EXCERPT PROVIDED:
──────
MARKET REPORT: Fracking shares rocket after Truss lifts drill ban


Shares in fracking companies soared after the Prime Minister lifted the ban on drilling for shale gas onshore.

In her second day in office, Liz Truss lifted a moratorium which came into force in November 2019 amid fears fracking caused minor earthquakes or tremors.

Companies can now apply for planning permission to frack what are thought to be huge reserves of shale gas under the UK.

Green light: Workers at the Cuadrilla fracking site in Lancashire.  Liz Truss has lifted a drilling ban which came into force in 2019 amid fears fracking caused minor earthquakes or tremors

Investors have anticipated the move as shares in AIM-listed Egdon have more than doubled since the start of August.

Managing director Mark Abbott praised the Prime Minister’s decision as the ‘logical and pragmatic response to the new geopolitical reality’.

‘With Egdon’s material shale-gas position, we look forward to working positively with government and local communities to deliver this nationally important resource in a timely fashion,’ he said

IGas Energy, meanwhile, which was founded in 2003, said the UK’s ‘world-class shale gas resource’ is now a ‘strategic national asset’ given the ongoing energy crisis.
──────
WHAT TO WORK ON:
Please transcribe the stretch of the fracking market report from "Shares in fracking" through "new geopolitical reality’.", word for word. The data after this point is separate material and is unrelated to the report above.

(Point-per-instance localization data)
──────
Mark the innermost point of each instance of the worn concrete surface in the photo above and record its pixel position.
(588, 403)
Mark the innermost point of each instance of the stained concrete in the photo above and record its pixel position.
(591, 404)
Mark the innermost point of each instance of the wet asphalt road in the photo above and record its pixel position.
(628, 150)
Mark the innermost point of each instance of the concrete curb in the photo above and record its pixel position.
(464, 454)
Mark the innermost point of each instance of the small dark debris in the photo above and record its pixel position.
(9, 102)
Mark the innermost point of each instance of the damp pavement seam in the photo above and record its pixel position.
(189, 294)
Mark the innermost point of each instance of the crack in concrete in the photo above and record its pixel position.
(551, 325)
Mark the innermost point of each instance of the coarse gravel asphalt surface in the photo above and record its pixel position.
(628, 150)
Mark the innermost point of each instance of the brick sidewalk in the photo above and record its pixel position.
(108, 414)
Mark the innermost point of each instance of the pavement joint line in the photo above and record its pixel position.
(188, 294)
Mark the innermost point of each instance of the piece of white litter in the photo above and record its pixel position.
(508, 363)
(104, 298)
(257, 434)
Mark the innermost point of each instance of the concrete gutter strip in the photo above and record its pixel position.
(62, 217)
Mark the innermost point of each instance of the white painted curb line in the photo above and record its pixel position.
──────
ANSWER SPACE:
Shares in fracking companies soared after the Prime Minister lifted the ban on drilling for shale gas onshore.

In her second day in office, Liz Truss lifted a moratorium which came into force in November 2019 amid fears fracking caused minor earthquakes or tremors.

Companies can now apply for planning permission to frack what are thought to be huge reserves of shale gas under the UK.

Green light: Workers at the Cuadrilla fracking site in Lancashire.  Liz Truss has lifted a drilling ban which came into force in 2019 amid fears fracking caused minor earthquakes or tremors

Investors have anticipated the move as shares in AIM-listed Egdon have more than doubled since the start of August.

Managing director Mark Abbott praised the Prime Minister’s decision as the ‘logical and pragmatic response to the new geopolitical reality’.